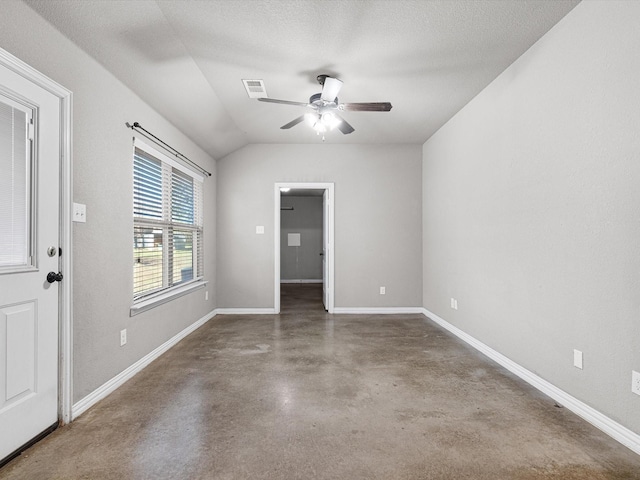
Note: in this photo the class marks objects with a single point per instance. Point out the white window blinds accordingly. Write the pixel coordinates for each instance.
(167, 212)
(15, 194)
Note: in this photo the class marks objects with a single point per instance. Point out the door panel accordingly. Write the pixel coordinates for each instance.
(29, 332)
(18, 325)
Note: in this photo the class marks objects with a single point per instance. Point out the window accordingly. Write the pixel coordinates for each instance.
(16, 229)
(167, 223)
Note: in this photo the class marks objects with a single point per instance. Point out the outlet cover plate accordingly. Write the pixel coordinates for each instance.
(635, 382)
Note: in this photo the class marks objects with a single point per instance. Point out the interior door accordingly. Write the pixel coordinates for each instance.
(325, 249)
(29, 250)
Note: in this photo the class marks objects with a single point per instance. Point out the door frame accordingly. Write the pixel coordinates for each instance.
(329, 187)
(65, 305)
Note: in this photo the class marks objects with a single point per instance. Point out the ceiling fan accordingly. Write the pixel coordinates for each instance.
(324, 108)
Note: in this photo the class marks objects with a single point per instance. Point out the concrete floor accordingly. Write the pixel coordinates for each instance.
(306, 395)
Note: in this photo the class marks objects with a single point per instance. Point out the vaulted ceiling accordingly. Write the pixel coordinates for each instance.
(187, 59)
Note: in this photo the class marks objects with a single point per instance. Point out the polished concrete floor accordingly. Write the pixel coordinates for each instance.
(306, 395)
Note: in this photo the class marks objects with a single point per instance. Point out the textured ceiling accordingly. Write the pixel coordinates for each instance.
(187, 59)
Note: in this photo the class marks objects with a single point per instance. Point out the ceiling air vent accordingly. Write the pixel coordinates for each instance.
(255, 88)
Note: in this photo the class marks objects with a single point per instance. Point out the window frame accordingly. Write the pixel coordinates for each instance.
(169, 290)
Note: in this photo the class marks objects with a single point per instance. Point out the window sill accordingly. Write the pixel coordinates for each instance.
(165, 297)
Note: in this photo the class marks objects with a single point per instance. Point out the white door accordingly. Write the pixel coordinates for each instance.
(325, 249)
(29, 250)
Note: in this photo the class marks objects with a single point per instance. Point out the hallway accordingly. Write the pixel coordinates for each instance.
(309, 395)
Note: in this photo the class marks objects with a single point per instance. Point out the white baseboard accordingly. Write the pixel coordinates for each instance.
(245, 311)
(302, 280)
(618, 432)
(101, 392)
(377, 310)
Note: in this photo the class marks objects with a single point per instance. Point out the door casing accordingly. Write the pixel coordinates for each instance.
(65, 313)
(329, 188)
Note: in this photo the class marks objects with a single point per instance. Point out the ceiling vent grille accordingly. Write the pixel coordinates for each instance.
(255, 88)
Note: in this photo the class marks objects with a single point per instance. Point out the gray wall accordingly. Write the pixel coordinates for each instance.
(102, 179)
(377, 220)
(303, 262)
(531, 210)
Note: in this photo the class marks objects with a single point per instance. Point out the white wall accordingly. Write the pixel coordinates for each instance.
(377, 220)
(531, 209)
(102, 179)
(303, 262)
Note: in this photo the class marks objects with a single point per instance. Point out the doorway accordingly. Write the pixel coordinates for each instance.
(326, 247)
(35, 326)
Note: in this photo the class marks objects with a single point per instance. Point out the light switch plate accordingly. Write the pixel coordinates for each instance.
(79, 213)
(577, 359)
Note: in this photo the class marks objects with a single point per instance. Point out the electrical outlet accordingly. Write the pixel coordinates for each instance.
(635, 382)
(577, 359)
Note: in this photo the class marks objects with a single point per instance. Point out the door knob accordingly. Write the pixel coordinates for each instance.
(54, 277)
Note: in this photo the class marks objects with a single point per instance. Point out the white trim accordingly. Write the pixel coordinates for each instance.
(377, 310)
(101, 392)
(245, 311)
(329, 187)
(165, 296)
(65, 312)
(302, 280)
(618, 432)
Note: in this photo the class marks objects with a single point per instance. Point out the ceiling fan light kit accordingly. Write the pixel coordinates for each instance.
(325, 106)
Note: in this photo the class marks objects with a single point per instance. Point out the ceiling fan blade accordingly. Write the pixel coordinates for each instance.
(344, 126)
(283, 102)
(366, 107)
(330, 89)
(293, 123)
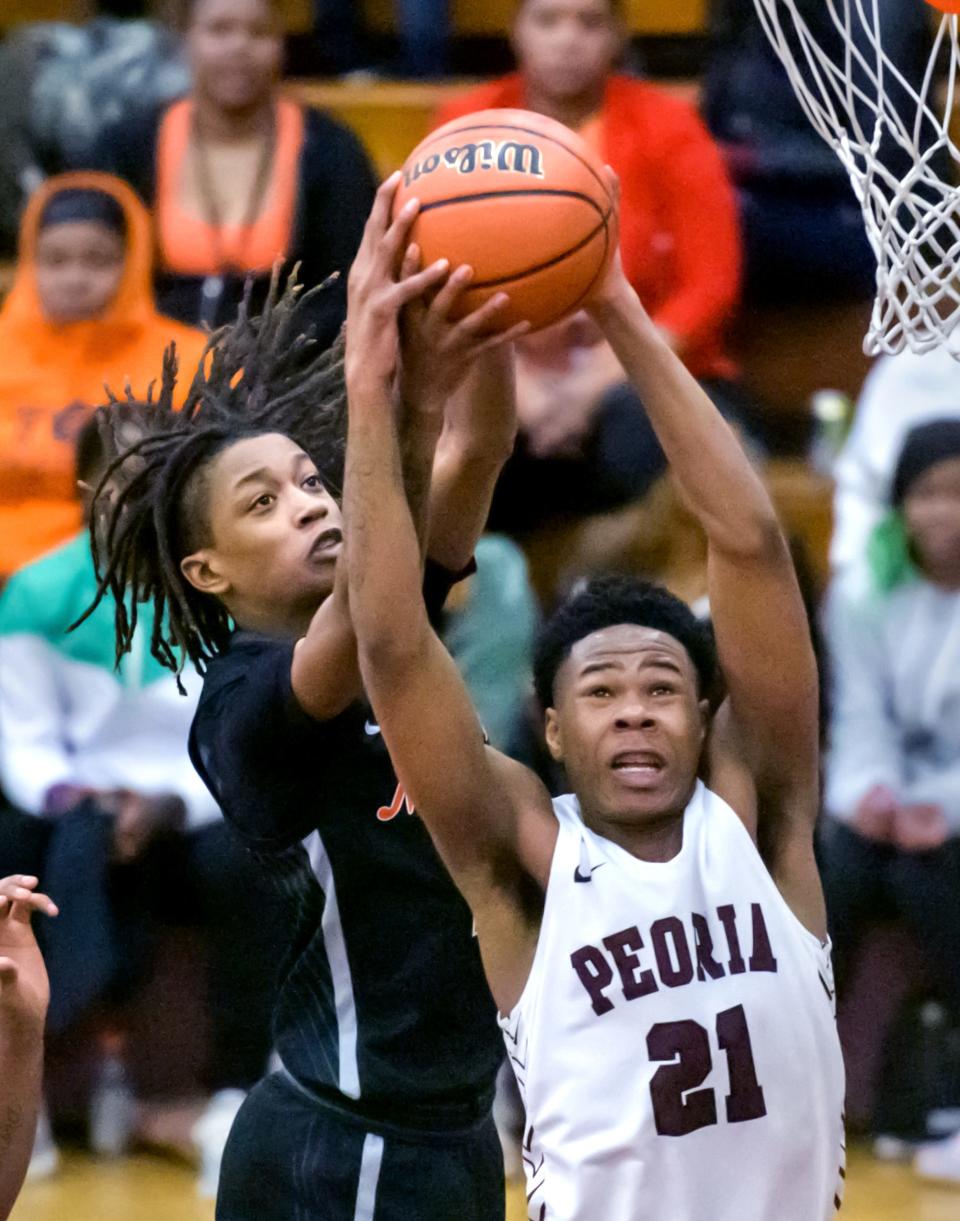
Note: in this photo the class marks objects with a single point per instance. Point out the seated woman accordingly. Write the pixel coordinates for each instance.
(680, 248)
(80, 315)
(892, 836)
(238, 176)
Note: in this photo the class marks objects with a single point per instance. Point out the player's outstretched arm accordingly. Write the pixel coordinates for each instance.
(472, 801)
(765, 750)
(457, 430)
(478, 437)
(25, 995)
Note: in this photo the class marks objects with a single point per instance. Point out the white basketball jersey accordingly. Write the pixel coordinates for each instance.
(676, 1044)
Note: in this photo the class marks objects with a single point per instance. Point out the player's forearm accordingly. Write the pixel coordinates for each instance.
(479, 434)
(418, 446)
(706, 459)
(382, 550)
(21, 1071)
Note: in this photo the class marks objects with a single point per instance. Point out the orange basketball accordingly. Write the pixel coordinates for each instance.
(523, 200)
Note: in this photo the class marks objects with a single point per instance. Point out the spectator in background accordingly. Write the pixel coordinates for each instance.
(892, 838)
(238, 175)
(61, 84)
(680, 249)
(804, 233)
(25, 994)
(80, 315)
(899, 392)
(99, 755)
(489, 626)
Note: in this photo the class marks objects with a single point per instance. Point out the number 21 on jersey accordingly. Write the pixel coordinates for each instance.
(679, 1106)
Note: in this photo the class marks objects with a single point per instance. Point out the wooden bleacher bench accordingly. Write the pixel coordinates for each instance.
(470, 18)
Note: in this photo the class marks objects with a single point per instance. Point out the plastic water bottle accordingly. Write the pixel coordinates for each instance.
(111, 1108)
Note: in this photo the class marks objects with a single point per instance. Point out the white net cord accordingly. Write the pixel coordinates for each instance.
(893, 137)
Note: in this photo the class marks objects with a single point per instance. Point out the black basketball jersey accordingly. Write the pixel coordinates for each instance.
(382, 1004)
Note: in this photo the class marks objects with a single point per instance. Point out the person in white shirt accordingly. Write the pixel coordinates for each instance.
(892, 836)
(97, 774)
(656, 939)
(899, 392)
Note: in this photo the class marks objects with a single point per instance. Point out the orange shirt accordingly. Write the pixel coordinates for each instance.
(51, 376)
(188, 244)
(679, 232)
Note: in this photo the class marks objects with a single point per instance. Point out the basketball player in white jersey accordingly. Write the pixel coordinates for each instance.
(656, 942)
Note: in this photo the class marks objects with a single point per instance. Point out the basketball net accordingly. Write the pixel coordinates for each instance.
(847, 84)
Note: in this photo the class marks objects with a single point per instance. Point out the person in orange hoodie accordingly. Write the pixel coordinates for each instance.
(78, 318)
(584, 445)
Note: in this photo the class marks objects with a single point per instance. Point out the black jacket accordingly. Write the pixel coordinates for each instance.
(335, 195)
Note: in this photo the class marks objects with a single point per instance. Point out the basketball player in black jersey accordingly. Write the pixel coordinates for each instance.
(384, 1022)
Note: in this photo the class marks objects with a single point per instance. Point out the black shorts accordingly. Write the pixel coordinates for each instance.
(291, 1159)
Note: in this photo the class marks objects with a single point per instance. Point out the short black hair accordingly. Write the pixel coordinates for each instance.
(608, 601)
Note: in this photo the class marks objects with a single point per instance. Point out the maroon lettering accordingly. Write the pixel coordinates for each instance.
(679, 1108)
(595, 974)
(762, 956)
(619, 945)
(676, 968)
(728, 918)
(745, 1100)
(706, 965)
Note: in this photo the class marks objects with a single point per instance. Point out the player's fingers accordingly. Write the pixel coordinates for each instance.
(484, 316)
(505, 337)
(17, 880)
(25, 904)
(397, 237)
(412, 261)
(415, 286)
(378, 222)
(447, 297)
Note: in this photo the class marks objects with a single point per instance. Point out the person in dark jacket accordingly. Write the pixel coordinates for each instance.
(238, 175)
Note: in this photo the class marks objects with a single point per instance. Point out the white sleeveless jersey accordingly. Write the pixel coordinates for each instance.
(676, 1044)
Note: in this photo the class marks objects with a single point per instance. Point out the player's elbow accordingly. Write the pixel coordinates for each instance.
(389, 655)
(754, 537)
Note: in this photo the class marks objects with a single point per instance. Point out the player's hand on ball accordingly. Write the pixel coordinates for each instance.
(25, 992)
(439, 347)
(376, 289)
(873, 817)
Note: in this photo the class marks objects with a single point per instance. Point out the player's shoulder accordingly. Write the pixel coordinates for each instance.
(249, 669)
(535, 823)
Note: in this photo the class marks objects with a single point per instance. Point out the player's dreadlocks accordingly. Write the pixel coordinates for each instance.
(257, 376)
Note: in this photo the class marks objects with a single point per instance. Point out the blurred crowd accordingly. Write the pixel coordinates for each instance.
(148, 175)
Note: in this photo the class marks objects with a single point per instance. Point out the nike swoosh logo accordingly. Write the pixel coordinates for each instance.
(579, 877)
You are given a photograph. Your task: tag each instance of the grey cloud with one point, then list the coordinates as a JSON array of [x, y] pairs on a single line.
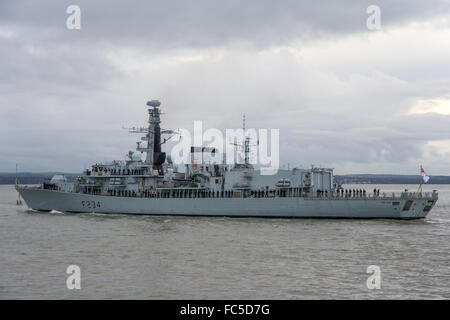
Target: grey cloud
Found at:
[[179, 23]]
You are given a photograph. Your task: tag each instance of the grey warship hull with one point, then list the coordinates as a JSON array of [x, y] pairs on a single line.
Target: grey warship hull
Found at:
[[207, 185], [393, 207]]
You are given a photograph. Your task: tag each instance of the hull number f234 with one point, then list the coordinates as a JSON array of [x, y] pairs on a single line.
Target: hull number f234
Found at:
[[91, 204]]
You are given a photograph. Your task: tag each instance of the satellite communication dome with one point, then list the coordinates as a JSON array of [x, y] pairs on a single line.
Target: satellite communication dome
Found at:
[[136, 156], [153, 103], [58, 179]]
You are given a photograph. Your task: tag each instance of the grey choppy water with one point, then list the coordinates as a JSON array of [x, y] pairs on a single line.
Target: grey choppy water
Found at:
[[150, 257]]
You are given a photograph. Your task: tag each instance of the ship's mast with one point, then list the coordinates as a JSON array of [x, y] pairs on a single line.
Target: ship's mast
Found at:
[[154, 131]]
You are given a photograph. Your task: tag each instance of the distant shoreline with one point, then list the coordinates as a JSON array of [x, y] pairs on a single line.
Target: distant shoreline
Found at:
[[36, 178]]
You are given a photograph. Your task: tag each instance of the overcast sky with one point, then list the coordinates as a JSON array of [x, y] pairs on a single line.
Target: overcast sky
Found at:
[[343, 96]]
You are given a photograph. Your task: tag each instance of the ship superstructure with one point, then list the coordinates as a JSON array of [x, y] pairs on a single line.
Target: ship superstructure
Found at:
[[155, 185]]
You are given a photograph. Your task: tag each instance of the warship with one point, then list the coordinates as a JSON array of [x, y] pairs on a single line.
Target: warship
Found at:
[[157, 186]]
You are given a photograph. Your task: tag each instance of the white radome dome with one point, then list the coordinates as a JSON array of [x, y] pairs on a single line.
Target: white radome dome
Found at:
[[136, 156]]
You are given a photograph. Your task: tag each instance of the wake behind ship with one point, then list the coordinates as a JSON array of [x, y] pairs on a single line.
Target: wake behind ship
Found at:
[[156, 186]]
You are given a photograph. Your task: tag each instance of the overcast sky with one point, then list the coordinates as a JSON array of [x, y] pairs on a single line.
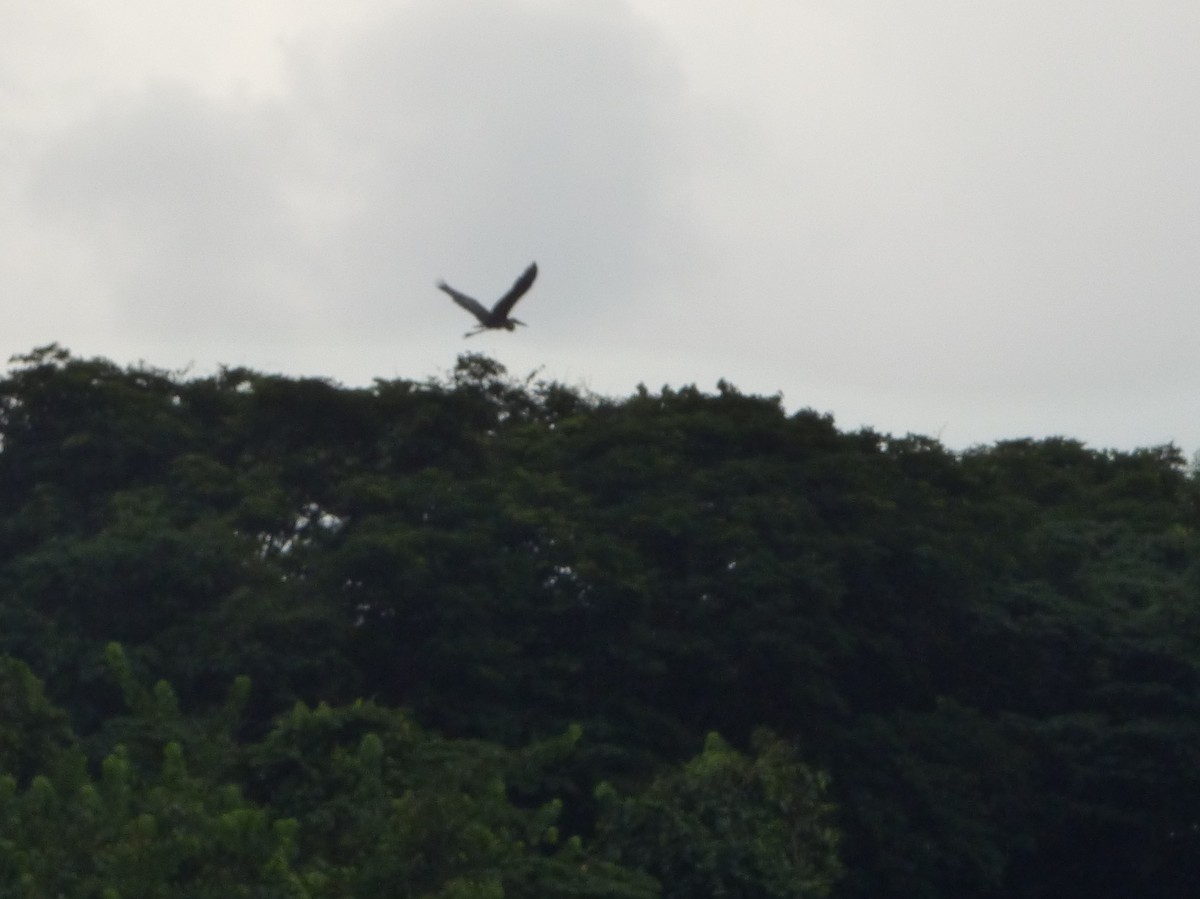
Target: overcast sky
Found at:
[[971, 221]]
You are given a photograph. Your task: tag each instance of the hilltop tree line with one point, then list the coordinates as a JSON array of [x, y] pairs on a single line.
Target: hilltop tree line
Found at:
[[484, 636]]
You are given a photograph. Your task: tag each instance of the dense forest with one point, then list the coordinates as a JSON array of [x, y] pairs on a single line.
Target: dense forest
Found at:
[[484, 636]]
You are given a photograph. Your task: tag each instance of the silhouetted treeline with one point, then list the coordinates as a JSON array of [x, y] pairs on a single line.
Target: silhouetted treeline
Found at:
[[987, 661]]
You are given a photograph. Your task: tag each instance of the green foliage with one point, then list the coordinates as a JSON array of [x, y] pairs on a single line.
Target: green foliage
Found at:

- Your goal:
Look through the data above. Each line containing the word "choppy" needs to be copied.

- Written answer:
You are given a photograph. Your task: tag each instance of the grey choppy water with one point, then list the coordinates as a JSON array of [x, y] pairs on a single line.
Target: grey choppy water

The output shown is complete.